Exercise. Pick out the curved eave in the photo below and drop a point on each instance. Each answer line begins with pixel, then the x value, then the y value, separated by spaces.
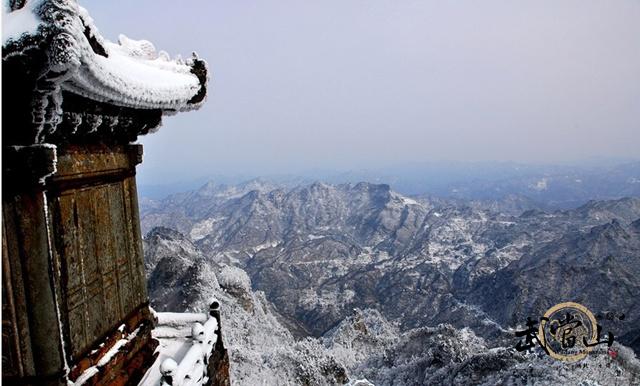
pixel 136 82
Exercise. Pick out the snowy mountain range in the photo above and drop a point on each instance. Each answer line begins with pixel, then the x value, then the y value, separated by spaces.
pixel 298 265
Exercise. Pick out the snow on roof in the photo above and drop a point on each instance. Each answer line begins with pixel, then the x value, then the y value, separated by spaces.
pixel 128 74
pixel 19 22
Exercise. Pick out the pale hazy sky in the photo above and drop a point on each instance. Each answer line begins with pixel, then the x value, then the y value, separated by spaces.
pixel 349 84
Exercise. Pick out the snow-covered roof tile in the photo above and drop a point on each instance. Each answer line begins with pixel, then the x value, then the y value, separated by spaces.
pixel 64 52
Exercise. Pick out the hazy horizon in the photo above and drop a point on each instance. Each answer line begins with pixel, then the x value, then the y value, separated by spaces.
pixel 300 86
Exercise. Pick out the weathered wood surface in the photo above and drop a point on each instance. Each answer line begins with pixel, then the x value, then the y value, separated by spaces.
pixel 73 268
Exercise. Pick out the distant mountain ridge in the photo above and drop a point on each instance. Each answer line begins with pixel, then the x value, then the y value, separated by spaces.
pixel 549 186
pixel 319 250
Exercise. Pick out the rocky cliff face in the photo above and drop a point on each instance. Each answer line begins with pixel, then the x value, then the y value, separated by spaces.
pixel 362 347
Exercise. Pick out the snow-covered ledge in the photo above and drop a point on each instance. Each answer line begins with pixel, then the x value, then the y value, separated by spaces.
pixel 187 343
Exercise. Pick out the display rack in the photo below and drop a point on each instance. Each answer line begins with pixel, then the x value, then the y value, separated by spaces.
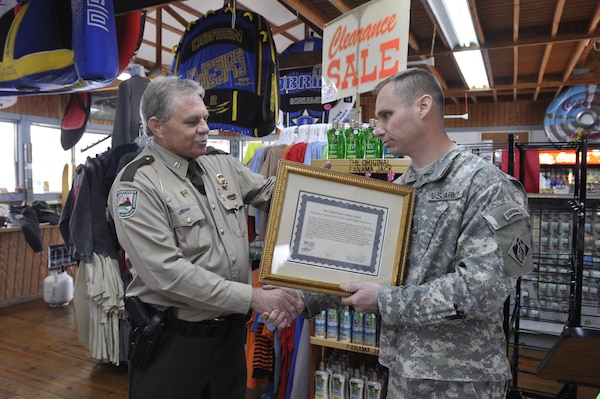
pixel 561 294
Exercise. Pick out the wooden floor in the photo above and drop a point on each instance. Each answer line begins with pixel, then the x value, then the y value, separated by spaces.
pixel 40 358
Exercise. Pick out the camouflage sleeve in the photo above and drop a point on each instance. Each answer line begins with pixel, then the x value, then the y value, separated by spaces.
pixel 479 276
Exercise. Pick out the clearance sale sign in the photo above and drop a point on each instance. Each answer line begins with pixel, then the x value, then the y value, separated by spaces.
pixel 363 47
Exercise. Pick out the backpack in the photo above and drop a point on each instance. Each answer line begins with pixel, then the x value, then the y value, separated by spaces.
=-=-=
## [Task requirements]
Every record above must be given again exactly; drop the pictures.

## [Full solution]
Exercise. Pick out the curved eave in the photo below and drop a point on each instance. Each answer line begins with pixel, then the x value, then the y value, separated by spaces.
pixel 136 82
Exercise. Pick out the snowy mountain range in the photo above and drop a point on each instance. Each answer line begins with pixel, then the x value, then the y value, separated by spaces.
pixel 298 265
Exercise. Pick out the snow on roof in the photo above and drop a point on each instance. Each answer line begins with pixel, then the x value, then the y value, separated by spaces.
pixel 128 74
pixel 19 22
Exercise. Pick out the pale hazy sky in the photo above and drop a point on each instance. Each answer line begins with pixel, then the x value, then the y value, separated by spaces.
pixel 349 84
Exercise. Pick out the snow-covered roof tile in the photo above and drop a point on each instance. Each answer line begins with pixel, then the x value, then the y value, separated by spaces.
pixel 64 52
Exercise. Pick out the hazy horizon in the photo above and drop a point on each instance. Each answer line begins with pixel, then the x value, then the y value, separated by spaces.
pixel 300 86
Exercise. Pick out the weathered wood surface in the photo above and drop a point on each instance. Each answer line begins with pixel, then the x value, then the y value, separated by spaces.
pixel 73 268
Exercise. Pick out the distant mountain ridge in the photo above and drop a point on each instance. Each answer line begins with pixel, then the x value, then the y value, separated by spaces.
pixel 549 186
pixel 319 250
Exercise. Pick out the rocky cliff face in the photo above and drop a point on each instance. Each answer line begins with pixel, then the x value, then the y value, separated by spaces.
pixel 362 347
Exercise. Pick out the snow-covered ledge in the photo above and drop a point on each instance. Each answer line begins with pixel, then the x value, then the y value, separated by spaces.
pixel 187 343
Exercise. Pick out the display rack in the photo below and drop a point on each instance. Each answer line begins with pixel, then the x value, then the y value, separated by spaces.
pixel 561 294
Exercise. Pick out the wooden floor in the photo above and drop a point on each instance. Each answer line begins with pixel, then the x value, then the y value, separated by spaces.
pixel 40 358
Exercise. Pick out the camouflage sleeve in the photo above and drop a point on each instance. Each answer line begins with pixel, then the x value, then the y value, separated by spaces.
pixel 479 276
Exercise. Pick out the clearance sale sign in the photo above and drop a point on each instance. Each answer line begins with pixel, then the x value, then the y value, separated by spaces.
pixel 363 47
Exercise. Pick out the backpack in the photo above and drop a point on each instance. Each answer line begins with pixel, then the x value, then the y value, separated by spaces.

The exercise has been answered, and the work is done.